§ Provided passage:

◇ ◇ ◇ ◇ ◇ ◇ ◇

In this article, we will learn to perform **floating rate bond valuation in Excel**. The floating rate bond pays coupons that vary over their maturity. The floating rate of coupons is determined periodically. Today, we will demonstrate **2 **cases of floating rate bond valuation in Excel. Using these cases, you can also find the bond value. So, without further delay, let’s start the discussion.

## Download Practice Workbook

You can download the workbook from here.

## What Is Floating Rate Bond?

Floating rate bond delivers variable interest. This interest is determined by a coupon rate that changes according to the market rate. Thus it offers potential gains to investors.

◇ ◇ ◇ ◇ ◇ ◇ ◇

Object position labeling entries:
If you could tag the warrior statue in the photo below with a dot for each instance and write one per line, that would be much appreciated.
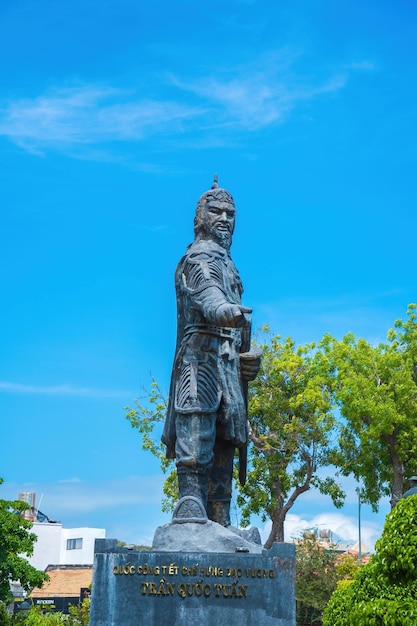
(207, 413)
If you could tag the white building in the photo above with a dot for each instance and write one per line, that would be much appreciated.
(63, 546)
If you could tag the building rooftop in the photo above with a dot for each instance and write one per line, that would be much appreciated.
(65, 580)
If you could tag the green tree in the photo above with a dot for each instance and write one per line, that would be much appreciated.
(377, 395)
(383, 592)
(79, 615)
(319, 567)
(16, 543)
(4, 616)
(316, 579)
(291, 430)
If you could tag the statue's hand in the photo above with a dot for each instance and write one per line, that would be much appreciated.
(250, 362)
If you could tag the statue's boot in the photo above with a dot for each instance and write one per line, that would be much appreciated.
(192, 483)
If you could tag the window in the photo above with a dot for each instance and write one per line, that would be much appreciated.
(74, 544)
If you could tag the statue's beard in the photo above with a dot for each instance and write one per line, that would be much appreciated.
(219, 234)
(222, 236)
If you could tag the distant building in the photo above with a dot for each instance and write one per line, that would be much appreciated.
(66, 554)
(63, 546)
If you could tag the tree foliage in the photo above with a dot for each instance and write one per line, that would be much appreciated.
(383, 592)
(16, 543)
(377, 394)
(316, 579)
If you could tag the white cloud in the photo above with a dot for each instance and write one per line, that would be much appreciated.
(343, 527)
(75, 496)
(75, 119)
(66, 390)
(88, 114)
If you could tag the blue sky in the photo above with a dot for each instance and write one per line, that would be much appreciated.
(114, 116)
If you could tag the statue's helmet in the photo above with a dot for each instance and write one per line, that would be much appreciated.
(215, 193)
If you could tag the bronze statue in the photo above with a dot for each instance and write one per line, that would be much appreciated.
(207, 413)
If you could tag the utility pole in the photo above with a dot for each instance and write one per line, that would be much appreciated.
(358, 491)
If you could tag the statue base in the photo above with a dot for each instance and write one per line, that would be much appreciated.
(191, 585)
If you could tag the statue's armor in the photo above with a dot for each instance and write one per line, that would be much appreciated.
(206, 372)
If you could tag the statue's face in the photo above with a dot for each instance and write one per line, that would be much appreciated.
(219, 221)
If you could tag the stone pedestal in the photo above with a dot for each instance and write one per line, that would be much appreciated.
(163, 588)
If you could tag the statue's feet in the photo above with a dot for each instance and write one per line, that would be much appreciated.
(190, 509)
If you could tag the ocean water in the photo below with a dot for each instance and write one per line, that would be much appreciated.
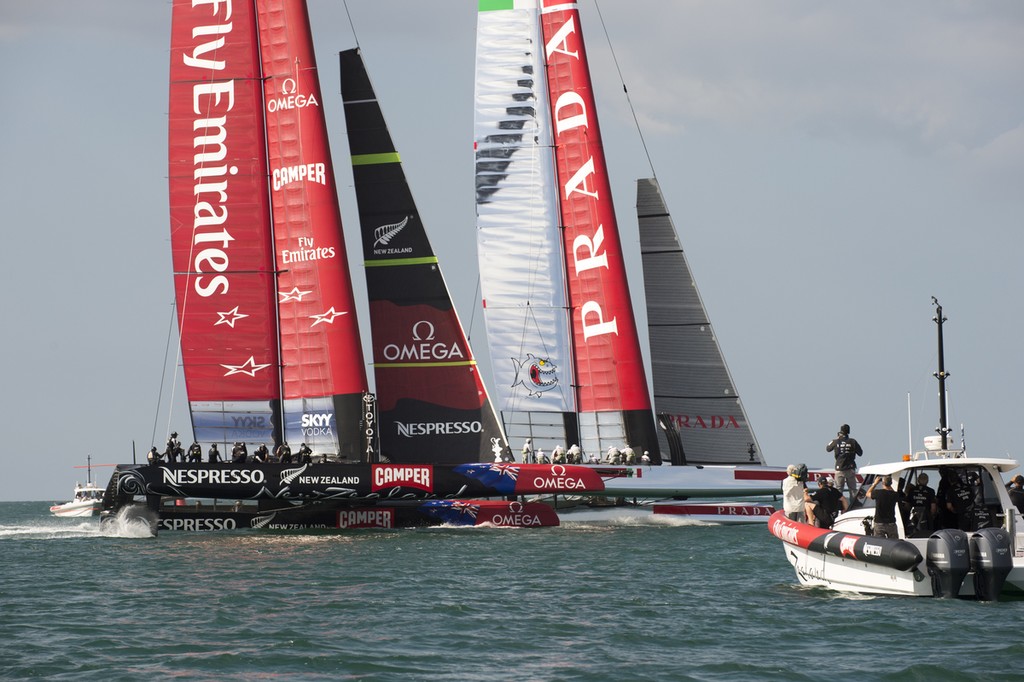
(622, 599)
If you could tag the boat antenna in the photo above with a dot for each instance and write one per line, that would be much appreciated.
(622, 80)
(909, 426)
(941, 375)
(163, 377)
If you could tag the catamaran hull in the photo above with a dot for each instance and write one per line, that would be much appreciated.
(203, 516)
(722, 513)
(78, 509)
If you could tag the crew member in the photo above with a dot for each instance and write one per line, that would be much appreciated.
(847, 451)
(261, 454)
(795, 493)
(240, 453)
(284, 453)
(923, 506)
(886, 500)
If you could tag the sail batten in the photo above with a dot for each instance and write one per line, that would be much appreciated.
(695, 397)
(324, 376)
(220, 223)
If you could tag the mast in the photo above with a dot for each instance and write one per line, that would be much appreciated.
(323, 371)
(432, 406)
(608, 363)
(941, 375)
(695, 399)
(518, 236)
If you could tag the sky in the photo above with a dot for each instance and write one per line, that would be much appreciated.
(829, 167)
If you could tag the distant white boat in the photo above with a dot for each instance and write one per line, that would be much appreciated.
(87, 500)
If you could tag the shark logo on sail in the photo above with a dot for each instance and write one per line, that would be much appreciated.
(537, 375)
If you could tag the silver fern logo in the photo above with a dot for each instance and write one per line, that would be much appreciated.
(384, 233)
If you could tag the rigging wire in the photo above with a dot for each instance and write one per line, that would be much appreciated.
(351, 25)
(622, 80)
(163, 375)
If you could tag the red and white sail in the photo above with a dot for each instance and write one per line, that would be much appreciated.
(220, 223)
(267, 324)
(576, 258)
(522, 276)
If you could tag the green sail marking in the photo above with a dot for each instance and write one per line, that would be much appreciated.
(425, 260)
(373, 159)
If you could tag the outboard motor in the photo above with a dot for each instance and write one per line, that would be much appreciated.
(948, 560)
(991, 561)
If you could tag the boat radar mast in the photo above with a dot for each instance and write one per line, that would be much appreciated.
(941, 375)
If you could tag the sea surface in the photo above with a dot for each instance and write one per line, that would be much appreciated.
(594, 599)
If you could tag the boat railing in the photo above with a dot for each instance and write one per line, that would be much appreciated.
(926, 455)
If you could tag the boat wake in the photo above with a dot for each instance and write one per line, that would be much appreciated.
(50, 530)
(131, 521)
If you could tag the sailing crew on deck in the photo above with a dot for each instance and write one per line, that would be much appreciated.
(284, 452)
(885, 508)
(261, 454)
(174, 449)
(795, 493)
(923, 505)
(828, 503)
(847, 451)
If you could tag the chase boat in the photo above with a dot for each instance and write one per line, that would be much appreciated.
(979, 554)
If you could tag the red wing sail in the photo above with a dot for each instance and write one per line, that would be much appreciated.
(324, 375)
(220, 229)
(431, 401)
(608, 363)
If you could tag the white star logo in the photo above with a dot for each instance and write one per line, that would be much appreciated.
(327, 316)
(249, 367)
(229, 317)
(294, 295)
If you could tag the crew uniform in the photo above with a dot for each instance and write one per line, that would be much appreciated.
(847, 451)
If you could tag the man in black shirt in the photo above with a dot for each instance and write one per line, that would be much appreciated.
(1016, 492)
(847, 451)
(885, 508)
(923, 506)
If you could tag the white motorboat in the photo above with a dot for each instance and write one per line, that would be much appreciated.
(975, 552)
(87, 501)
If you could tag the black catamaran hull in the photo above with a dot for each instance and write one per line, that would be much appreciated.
(226, 497)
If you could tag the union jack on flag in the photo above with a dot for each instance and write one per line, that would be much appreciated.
(465, 509)
(505, 470)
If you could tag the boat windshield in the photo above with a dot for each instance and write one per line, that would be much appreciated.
(945, 496)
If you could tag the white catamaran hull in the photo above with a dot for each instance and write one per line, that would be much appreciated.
(77, 508)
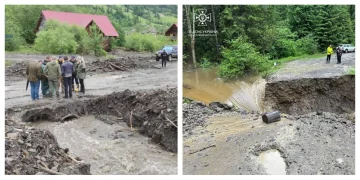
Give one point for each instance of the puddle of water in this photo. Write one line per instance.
(273, 162)
(225, 126)
(94, 142)
(205, 86)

◇ ◇ ◇ ◇ ◇ ◇ ◇

§ What to do:
**A.** Translate this sentence from the floating rate bond article into Spanish: "Floating rate bond delivers variable interest."
**B.** Carry the floating rate bond article forward from its last sentence.

§ Solved tasks:
**A.** El bono de tasa flotante ofrece un interés variable.

**B.**
The calculation of a floating rate bond may look critically at a first glance. But it becomes easy if you consider the principal **N**, as being redeemed together with the coupon payment (which is **x **times **N**) and using the same discount rate (**y**). We have demonstrated this in **Case 2**. The equation is:

**Bond Value = ((xN)/(1+y))+((N/(1+y))**

Also, we can use the basic concept and formula to find the bond value for the floating rate. In the following sections, we will discuss both cases.

## 2 Cases of Floating Rate Bond Valuation in Excel

To explain the cases, we will use two different datasets. In the first case, the dataset will contain the **Principal**, **Last Fixed Coupon Rate**, **Years **(**t**), and **Market Rate**. We will calculate the **Cash Flow **(**CF**), **Discounted CF, **and **Bond Value** using this information.

In the second case, the dataset will contain the **Principal**, **Last Fixed Coupon Rate**, and **Market Rate **of the first year. We will calculate the **Coupon **amount, **Total CF**, and **Bond Value **using them.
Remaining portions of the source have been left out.